> **PROBLEM**
Identify every line in the items below that contains the word "soldier" and copy each such line in full.
# # # # # # #
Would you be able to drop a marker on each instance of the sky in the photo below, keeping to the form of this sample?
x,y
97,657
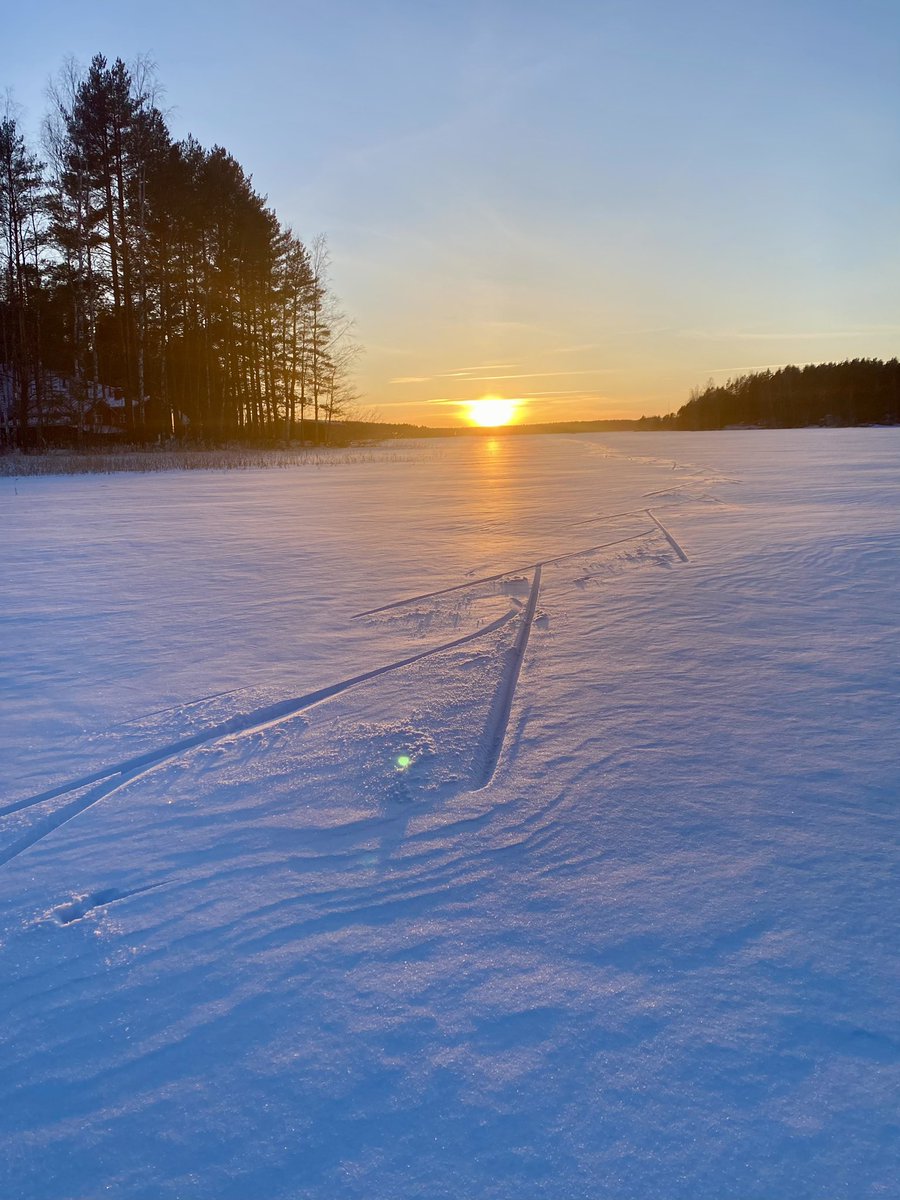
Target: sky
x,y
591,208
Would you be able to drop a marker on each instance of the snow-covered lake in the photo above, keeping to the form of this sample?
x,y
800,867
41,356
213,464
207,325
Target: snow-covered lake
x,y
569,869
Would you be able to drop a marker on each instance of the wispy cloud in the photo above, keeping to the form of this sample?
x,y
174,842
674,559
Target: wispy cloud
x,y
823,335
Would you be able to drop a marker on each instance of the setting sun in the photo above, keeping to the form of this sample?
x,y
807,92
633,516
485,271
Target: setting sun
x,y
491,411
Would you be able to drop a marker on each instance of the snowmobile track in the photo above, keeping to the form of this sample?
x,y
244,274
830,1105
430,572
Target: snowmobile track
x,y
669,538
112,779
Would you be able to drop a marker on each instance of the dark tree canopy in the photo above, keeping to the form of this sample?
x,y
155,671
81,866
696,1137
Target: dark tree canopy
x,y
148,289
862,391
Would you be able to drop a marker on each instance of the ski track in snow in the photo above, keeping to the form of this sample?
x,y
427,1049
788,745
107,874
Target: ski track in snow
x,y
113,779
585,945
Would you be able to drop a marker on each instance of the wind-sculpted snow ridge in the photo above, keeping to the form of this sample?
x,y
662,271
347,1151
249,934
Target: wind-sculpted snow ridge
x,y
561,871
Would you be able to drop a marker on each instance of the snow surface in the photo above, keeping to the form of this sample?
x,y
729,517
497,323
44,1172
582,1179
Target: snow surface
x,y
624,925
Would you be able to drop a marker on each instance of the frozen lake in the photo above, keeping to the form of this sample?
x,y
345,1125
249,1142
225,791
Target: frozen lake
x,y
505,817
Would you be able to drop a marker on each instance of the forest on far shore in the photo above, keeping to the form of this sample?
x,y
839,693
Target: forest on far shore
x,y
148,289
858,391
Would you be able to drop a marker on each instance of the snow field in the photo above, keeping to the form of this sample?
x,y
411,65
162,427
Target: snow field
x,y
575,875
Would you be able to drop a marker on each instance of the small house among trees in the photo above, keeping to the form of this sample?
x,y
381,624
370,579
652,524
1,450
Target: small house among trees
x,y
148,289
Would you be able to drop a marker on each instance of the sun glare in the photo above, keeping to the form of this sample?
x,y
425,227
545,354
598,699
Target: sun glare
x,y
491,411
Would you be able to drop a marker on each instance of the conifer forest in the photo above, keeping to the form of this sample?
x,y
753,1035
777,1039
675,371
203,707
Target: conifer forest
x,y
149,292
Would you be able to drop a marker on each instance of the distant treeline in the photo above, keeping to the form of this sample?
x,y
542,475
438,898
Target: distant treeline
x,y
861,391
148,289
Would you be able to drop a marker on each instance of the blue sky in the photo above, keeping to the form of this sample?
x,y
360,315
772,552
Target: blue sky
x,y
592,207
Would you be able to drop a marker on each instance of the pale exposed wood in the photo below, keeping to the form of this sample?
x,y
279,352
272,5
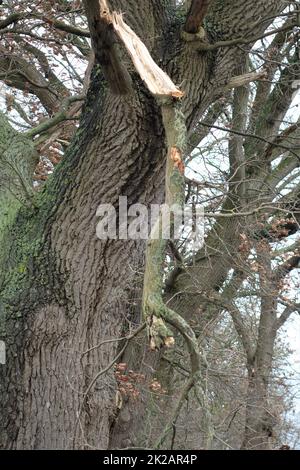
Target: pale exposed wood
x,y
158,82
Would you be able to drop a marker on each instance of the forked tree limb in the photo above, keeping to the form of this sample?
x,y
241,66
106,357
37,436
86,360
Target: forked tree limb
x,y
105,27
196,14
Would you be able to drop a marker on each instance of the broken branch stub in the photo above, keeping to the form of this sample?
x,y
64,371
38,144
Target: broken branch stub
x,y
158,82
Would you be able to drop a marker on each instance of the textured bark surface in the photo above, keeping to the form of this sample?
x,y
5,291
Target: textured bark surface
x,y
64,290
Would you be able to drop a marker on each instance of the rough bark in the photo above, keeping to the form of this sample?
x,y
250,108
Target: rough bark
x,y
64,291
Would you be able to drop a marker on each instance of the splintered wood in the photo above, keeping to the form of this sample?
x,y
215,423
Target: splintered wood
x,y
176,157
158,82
# # # # # # #
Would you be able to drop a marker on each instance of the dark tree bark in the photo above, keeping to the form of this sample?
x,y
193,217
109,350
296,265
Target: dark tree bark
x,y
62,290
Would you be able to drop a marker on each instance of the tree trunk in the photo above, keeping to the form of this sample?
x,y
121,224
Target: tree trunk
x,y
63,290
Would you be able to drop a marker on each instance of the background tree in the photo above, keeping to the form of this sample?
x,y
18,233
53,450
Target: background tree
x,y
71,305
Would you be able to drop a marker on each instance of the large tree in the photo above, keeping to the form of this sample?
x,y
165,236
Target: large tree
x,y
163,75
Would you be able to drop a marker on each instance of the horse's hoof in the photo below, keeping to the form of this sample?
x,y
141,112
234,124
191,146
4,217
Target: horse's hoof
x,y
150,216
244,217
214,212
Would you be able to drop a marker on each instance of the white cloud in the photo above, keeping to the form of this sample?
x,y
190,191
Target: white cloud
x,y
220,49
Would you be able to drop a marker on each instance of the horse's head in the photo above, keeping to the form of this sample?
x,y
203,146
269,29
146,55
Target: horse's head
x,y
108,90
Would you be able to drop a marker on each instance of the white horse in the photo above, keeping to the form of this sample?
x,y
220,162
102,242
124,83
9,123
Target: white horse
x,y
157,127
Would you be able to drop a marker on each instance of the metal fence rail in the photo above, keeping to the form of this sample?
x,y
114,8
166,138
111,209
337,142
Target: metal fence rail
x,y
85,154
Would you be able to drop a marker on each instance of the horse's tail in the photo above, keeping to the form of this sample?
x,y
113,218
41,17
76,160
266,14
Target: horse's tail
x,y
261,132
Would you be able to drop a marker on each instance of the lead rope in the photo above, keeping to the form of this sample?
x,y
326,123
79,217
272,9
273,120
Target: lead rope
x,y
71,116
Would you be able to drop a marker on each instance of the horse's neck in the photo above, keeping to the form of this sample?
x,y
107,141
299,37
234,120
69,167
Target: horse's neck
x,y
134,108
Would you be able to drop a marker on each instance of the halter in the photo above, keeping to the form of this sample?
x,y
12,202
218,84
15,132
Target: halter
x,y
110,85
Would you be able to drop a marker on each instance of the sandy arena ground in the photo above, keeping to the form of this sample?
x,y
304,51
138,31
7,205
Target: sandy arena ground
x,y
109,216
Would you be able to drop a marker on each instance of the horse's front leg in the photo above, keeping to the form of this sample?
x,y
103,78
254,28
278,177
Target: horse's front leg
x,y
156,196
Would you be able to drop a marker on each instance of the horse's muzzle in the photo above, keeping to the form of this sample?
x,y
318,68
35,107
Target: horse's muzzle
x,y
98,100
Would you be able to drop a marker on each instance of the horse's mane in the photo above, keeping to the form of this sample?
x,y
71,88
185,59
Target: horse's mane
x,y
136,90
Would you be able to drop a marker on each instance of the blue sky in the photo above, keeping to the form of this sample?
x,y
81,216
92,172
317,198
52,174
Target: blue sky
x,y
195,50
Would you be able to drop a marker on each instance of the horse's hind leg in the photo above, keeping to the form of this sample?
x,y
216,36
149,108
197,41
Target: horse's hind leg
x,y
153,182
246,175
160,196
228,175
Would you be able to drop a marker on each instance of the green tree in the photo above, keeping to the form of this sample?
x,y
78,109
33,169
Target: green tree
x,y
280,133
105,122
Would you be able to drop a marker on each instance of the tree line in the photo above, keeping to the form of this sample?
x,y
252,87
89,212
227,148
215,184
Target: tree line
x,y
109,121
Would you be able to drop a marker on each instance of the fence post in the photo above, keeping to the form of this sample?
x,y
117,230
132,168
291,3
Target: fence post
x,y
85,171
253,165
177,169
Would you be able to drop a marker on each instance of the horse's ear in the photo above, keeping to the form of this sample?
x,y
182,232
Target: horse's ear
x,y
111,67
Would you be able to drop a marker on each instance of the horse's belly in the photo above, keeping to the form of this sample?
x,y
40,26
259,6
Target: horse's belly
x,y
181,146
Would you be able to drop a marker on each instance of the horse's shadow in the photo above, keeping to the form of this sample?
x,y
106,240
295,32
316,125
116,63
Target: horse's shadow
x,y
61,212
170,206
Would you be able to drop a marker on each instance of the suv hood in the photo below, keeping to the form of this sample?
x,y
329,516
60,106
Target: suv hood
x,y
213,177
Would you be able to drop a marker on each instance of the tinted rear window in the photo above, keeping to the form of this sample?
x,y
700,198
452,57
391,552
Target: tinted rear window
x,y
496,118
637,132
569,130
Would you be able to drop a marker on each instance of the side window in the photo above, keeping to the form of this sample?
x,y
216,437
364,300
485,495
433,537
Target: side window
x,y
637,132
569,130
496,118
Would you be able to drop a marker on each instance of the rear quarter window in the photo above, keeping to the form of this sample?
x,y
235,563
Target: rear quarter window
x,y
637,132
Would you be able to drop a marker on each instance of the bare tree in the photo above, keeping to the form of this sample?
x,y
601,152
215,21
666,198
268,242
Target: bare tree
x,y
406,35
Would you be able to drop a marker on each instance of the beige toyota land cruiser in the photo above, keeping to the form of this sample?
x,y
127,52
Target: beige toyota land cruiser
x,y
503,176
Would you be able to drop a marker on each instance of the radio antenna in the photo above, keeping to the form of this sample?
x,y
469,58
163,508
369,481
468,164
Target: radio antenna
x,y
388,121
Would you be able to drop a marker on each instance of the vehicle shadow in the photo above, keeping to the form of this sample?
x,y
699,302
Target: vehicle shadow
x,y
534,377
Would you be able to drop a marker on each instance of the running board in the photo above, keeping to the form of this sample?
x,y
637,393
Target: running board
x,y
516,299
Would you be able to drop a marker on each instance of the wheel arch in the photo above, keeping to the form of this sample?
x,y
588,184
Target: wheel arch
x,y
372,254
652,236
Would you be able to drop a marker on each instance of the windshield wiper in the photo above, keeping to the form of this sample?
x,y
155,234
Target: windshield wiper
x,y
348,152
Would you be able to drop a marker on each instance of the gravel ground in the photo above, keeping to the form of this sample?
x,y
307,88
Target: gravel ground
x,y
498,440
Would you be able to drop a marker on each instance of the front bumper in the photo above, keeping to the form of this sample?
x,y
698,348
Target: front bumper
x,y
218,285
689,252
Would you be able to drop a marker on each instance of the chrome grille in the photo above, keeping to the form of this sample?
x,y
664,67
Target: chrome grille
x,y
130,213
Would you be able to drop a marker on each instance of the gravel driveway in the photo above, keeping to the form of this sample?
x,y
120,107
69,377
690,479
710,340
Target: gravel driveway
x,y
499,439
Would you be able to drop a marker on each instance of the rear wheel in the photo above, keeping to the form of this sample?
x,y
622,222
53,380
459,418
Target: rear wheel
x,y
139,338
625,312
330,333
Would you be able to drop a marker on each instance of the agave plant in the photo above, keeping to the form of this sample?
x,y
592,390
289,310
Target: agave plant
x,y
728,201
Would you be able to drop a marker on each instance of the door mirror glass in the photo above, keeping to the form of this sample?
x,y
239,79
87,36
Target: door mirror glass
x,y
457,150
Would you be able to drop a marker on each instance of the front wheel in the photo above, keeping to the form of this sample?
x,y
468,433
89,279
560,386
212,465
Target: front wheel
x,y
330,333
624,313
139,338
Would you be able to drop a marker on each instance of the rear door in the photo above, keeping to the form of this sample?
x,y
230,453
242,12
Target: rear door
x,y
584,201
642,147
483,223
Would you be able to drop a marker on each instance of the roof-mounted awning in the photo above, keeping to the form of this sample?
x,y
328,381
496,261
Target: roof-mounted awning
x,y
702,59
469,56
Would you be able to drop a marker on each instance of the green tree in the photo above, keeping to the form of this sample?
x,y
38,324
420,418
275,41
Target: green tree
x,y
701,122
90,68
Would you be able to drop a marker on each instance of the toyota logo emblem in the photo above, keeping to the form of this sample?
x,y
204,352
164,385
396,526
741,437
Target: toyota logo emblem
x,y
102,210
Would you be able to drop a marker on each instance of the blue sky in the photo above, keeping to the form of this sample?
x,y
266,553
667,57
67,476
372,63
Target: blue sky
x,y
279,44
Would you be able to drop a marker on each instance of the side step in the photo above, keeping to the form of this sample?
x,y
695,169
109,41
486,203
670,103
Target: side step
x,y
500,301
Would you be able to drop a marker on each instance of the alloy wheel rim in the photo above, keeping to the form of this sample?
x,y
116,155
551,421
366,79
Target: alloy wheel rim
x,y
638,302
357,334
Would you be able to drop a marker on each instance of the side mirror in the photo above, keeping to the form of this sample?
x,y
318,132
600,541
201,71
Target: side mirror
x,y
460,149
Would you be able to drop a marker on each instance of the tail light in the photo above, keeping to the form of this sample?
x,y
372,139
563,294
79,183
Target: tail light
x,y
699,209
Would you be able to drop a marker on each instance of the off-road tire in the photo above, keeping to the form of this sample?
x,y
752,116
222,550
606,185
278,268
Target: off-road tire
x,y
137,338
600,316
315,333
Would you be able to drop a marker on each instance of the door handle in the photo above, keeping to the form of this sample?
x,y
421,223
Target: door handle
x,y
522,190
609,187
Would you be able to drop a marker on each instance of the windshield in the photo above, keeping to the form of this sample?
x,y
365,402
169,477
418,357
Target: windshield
# # # # # # #
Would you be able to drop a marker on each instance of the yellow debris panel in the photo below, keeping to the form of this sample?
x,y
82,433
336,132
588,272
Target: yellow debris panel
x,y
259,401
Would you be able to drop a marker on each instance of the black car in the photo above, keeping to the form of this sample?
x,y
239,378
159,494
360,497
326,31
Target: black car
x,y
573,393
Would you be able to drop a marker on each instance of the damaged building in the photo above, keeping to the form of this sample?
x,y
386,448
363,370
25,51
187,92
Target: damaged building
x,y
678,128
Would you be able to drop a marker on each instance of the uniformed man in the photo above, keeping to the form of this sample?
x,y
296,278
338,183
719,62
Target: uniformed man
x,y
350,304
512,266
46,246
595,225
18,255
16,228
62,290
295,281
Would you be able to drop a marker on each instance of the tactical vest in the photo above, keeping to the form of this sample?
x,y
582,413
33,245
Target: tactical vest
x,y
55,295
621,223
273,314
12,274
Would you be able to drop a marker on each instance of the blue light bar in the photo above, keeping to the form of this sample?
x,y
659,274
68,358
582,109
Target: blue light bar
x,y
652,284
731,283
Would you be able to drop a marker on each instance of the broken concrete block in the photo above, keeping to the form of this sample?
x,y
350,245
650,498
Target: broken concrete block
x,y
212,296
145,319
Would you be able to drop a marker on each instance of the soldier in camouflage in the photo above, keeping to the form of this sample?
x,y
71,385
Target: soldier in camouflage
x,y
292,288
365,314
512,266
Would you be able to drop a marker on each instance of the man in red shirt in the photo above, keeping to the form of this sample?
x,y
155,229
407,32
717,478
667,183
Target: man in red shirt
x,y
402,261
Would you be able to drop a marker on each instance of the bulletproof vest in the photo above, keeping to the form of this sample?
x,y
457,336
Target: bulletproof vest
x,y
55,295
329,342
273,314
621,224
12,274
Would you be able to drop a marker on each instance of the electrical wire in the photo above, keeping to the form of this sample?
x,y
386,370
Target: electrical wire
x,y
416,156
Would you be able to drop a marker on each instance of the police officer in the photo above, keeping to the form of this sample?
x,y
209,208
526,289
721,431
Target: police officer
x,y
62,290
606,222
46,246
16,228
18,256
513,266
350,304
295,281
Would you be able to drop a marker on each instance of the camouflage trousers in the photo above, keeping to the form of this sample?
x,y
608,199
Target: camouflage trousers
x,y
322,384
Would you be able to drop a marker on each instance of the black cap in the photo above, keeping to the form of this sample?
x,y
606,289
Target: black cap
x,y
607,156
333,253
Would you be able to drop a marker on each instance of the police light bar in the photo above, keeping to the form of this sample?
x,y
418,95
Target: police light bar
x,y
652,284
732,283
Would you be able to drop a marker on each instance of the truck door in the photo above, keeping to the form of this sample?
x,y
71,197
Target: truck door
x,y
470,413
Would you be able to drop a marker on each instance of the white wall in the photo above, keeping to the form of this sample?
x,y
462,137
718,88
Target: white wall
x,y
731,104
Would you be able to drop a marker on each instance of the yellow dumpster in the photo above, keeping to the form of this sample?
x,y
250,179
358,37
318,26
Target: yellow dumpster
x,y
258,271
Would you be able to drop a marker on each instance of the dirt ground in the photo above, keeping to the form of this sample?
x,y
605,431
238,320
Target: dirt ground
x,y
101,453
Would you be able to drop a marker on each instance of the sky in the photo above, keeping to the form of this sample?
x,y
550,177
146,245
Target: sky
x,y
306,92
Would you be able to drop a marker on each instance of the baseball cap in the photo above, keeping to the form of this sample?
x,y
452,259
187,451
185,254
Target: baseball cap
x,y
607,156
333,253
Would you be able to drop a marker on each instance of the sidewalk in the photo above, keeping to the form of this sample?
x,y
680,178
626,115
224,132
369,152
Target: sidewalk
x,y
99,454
# # # # # # #
> **EXERCISE OUTPUT**
Would you be able to drop a marker on each instance of the soldier in camouflage in the photo above, keeping to the form of this sample?
Target: soldier in camouflage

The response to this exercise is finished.